▶ [What is needed] Scale the rows starting at the one containing "Target: parked car" and ending at the last row. Copy them all again, requests included, with each x and y coordinate in the answers multiplied by 1.2 and rounded to a whole number (halves round up).

■ ■ ■ ■ ■

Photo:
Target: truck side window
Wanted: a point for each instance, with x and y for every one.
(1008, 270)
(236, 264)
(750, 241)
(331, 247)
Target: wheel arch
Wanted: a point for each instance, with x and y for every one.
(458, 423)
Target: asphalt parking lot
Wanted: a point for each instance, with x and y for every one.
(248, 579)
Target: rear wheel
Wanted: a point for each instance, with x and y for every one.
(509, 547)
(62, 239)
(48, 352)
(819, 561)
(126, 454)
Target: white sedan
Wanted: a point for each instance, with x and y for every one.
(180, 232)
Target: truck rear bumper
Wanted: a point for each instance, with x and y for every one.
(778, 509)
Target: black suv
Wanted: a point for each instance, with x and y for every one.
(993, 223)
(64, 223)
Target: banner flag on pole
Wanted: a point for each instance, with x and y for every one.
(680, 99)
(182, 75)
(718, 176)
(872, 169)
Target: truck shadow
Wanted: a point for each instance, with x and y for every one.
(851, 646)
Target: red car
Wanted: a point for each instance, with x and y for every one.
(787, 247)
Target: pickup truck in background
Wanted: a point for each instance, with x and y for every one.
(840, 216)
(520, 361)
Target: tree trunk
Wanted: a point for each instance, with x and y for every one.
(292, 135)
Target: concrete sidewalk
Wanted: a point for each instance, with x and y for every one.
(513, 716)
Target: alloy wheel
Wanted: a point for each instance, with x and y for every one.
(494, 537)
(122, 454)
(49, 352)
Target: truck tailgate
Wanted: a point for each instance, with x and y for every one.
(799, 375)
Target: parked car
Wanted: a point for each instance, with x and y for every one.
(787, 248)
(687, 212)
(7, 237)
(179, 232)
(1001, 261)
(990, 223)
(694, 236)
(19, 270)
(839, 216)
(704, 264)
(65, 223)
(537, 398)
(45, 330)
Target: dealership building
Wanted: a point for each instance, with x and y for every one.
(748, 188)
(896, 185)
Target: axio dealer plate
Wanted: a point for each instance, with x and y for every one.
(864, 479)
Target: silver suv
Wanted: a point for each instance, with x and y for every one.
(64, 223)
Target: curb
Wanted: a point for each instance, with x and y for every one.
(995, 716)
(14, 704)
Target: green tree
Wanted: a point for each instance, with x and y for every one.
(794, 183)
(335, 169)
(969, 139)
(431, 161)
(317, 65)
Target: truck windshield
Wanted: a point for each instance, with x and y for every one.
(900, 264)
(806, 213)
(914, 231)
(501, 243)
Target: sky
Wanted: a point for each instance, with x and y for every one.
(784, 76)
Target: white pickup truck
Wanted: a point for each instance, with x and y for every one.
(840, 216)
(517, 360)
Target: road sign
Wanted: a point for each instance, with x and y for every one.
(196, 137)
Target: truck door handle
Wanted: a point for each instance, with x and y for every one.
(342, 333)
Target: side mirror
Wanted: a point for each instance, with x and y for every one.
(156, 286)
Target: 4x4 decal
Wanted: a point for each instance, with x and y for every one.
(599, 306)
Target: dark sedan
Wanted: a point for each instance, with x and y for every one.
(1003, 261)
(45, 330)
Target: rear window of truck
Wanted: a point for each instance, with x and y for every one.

■ ■ ■ ■ ■

▶ [In response]
Target: parked car
Wanted: a point for each instance, with x and y for every one.
(944, 298)
(824, 254)
(8, 284)
(215, 278)
(1201, 313)
(1188, 268)
(833, 283)
(23, 324)
(1007, 259)
(845, 317)
(78, 268)
(644, 478)
(54, 396)
Target: dealership building
Wanted: a point for each instance, with x and y for every one.
(898, 226)
(1075, 222)
Target: axio dealer plate
Wanted: a point for each instance, with x and y for every one.
(1037, 575)
Target: silver suv
Wanted: a point for each instance, with x and y for every one.
(77, 268)
Target: curb
Wanted: a point for each instance, with x and y for every one.
(1194, 859)
(17, 845)
Target: green tree
Wanted: a point for each instance, with x and y for every one.
(953, 220)
(402, 203)
(1163, 167)
(517, 193)
(380, 78)
Target: truck windshield
Wanted: a point for each instance, with x and y for every one.
(1080, 317)
(967, 256)
(1097, 277)
(601, 292)
Target: sky
Wanted: a point for each instance, with x and y for every one.
(941, 91)
Target: white pickup truck
Wanted: a point for each instance, with x and y for every one.
(1008, 259)
(620, 432)
Target: road sign
Wanted: a point for each instance, with x and y for every one.
(235, 164)
Target: truck door handle
Wanted: a point for each instance, with x and y for every one.
(410, 400)
Target: side mirror
Wanted: a point for each instance, with x and y for every one.
(187, 343)
Target: 4x4 decal
Wanted: a point for each instance, with x and y for every one.
(719, 367)
Target: dark sedan
Wanted: a point for each instance, with x and y for every one.
(1204, 313)
(54, 396)
Target: rear window of truck
Wanted: a point for each instance, with x and y for every one.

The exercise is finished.